• Compiti scritti:
**1.** Stampa il passo dell'articolo sugli immigrati che va da "Il muro illusorio" fino a "non è finito." compreso.
**2.** Elenca gli argomenti che, secondo l'articolo sugli immigrati, hanno occupato l'attenzione politica e mediatica negli ultimi mesi.
**3.** Rispondi a queste domande basandoti sull'articolo sugli immigrati:
(a) In quale data è uscito l'articolo su La Repubblica?
(b) Da quale Paese era partito il gommone?
(c) Che cosa aveva fermato temporaneamente il flusso degli immigrati?

• Estratto della fonte:
____

Per la libertà di movimento, per i diritti di cittadinanza

da La Repubblica dell'11 gennaio 2004

Il muro illusorio che fabbrica clandestini di Ilvo Diamanti

C´ERAVAMO quasi dimenticati degli immigrati, negli ultimi mesi. L´attenzione politica e mediatica tutta concentrata su altri argomenti. Il dissesto della Parmalat, la perdita di credibilità del sistema bancario, gli scioperi dell´autotrasporto urbano e aereo, le minacce alla tivù pubblica? Fino a ieri, quando un gommone, partito dall´Albania, è stato avvistato e soccorso dalle motovedette della nostra Marina. A bordo pochi superstiti e venti corpi senza vita. Così abbiamo scoperto che il flusso degli immigrati verso le coste del nostro Paese non è finito.

SI ERA solo fermato, temporaneamente, scoraggiato dalle condizioni del mare d´inverno. Per riprendere, appena possibile. Insieme ai naufragi.

____

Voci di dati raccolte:
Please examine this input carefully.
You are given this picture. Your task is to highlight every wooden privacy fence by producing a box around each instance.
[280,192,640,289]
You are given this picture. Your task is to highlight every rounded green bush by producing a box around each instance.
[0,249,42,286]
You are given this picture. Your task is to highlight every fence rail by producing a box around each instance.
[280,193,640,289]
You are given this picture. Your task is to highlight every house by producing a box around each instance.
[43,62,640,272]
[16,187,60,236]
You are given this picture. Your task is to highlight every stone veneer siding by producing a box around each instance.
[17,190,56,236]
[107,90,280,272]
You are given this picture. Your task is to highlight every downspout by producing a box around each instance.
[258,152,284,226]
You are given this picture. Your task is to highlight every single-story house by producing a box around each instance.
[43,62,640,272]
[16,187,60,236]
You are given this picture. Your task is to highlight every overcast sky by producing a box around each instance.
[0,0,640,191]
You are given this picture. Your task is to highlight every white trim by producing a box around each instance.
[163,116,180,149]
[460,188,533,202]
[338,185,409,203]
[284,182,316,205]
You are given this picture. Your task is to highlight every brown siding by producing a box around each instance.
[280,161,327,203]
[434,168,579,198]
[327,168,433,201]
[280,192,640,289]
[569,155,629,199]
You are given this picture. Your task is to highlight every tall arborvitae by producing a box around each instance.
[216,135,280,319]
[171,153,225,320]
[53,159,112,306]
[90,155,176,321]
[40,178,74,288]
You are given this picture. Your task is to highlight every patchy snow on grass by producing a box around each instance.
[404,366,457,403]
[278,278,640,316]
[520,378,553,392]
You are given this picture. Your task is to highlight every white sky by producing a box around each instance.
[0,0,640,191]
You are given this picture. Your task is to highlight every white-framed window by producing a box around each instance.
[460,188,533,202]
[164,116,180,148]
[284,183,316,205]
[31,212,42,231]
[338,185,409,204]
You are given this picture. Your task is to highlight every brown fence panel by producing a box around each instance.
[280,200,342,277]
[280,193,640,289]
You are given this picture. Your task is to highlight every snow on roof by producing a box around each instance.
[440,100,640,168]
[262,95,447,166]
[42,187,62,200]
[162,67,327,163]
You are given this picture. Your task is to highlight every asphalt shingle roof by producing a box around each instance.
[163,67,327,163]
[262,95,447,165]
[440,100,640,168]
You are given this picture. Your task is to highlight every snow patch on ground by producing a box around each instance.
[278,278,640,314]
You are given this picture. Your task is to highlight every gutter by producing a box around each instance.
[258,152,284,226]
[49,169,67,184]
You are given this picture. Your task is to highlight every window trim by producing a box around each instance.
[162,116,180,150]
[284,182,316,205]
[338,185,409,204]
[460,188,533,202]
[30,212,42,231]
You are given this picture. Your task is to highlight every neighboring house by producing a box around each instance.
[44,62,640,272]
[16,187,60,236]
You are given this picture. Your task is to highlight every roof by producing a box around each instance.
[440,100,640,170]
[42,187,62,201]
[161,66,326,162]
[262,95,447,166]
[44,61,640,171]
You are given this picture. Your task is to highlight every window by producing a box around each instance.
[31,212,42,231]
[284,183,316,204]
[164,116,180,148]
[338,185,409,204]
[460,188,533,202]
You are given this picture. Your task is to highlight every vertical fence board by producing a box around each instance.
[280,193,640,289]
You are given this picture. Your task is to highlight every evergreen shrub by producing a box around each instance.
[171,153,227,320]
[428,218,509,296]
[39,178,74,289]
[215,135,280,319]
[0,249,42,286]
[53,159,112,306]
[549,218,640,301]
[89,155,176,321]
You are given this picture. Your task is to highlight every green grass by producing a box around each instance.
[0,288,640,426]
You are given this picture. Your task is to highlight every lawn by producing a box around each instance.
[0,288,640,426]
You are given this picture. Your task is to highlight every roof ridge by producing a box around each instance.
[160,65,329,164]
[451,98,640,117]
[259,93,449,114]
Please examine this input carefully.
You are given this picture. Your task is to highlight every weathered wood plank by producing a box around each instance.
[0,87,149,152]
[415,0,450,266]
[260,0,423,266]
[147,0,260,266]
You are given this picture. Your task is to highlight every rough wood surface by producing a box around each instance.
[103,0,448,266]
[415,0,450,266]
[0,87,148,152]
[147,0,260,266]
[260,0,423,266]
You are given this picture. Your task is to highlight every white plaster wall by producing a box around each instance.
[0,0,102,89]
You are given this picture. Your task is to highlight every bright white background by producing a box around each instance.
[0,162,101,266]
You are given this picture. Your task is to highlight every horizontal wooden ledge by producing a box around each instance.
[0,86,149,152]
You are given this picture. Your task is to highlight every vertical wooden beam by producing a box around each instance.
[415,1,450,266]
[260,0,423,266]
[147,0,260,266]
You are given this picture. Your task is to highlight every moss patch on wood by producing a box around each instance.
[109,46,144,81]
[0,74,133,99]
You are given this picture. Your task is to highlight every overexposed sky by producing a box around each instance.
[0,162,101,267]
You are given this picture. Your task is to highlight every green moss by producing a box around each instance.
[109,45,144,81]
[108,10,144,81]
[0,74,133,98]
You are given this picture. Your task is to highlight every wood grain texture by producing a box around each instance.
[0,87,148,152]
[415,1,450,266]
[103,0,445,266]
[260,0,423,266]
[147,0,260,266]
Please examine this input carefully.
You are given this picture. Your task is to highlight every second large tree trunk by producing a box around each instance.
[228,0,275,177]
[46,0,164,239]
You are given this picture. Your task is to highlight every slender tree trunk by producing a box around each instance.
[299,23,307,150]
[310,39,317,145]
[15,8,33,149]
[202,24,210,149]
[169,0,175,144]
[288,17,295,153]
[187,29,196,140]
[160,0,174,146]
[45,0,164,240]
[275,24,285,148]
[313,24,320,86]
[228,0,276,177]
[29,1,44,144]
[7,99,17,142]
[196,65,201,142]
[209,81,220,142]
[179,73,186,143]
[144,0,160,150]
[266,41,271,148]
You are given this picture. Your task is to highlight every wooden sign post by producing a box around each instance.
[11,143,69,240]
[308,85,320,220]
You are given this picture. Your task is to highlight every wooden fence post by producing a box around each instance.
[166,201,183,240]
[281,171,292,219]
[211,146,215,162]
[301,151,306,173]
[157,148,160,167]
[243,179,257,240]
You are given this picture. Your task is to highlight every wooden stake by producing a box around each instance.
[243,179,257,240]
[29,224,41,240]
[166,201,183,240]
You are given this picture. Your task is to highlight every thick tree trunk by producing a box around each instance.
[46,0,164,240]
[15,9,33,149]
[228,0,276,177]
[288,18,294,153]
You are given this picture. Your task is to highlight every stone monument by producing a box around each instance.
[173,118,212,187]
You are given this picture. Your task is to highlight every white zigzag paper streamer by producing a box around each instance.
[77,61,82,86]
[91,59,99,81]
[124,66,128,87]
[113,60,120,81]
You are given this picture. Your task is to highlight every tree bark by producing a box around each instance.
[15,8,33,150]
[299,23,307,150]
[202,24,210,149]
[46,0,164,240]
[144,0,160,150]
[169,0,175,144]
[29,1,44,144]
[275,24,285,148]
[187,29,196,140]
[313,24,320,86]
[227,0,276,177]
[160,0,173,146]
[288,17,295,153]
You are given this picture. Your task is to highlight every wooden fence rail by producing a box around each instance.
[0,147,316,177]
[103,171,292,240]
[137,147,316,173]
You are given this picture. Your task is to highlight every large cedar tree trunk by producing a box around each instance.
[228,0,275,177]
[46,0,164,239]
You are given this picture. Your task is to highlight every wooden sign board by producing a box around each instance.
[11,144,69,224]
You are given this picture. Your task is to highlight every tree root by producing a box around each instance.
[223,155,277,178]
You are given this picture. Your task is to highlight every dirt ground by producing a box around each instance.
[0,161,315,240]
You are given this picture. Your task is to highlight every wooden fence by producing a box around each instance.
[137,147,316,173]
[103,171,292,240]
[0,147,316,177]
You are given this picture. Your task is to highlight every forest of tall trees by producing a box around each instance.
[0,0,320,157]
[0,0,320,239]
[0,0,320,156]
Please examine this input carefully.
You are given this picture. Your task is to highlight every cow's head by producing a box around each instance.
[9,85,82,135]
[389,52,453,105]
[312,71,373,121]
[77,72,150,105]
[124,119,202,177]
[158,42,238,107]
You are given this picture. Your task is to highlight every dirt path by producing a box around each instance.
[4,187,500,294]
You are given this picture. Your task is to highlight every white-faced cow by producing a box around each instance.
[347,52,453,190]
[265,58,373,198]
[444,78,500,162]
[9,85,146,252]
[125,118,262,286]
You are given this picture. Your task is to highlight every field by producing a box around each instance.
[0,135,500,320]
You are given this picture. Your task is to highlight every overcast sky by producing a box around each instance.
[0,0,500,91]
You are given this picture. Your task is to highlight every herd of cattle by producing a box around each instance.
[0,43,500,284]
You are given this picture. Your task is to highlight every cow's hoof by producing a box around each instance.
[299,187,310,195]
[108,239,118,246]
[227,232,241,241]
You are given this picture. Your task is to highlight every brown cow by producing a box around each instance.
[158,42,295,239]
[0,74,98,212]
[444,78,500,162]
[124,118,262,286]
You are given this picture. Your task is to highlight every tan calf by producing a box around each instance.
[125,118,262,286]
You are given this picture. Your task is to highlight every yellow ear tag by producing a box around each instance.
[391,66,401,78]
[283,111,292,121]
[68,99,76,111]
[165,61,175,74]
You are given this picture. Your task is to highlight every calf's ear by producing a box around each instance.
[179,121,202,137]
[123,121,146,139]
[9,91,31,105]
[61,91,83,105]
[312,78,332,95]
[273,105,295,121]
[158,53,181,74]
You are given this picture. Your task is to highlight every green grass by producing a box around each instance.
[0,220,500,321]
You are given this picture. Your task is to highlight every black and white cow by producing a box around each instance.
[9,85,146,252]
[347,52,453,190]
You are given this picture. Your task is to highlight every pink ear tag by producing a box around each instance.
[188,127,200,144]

____

• Risposte in ordine:
**1.**
Il muro illusorio che fabbrica clandestini di Ilvo Diamanti

C´ERAVAMO quasi dimenticati degli immigrati, negli ultimi mesi. L´attenzione politica e mediatica tutta concentrata su altri argomenti. Il dissesto della Parmalat, la perdita di credibilità del sistema bancario, gli scioperi dell´autotrasporto urbano e aereo, le minacce alla tivù pubblica? Fino a ieri, quando un gommone, partito dall´Albania, è stato avvistato e soccorso dalle motovedette della nostra Marina. A bordo pochi superstiti e venti corpi senza vita. Così abbiamo scoperto che il flusso degli immigrati verso le coste del nostro Paese non è finito.

**2.**
- Il dissesto della Parmalat
- La perdita di credibilità del sistema bancario
- Gli scioperi dell'autotrasporto urbano e aereo
- Le minacce alla tivù pubblica

**3.**
(a) L'11 gennaio 2004.
(b) Dall'Albania.
(c) Le condizioni del mare d'inverno.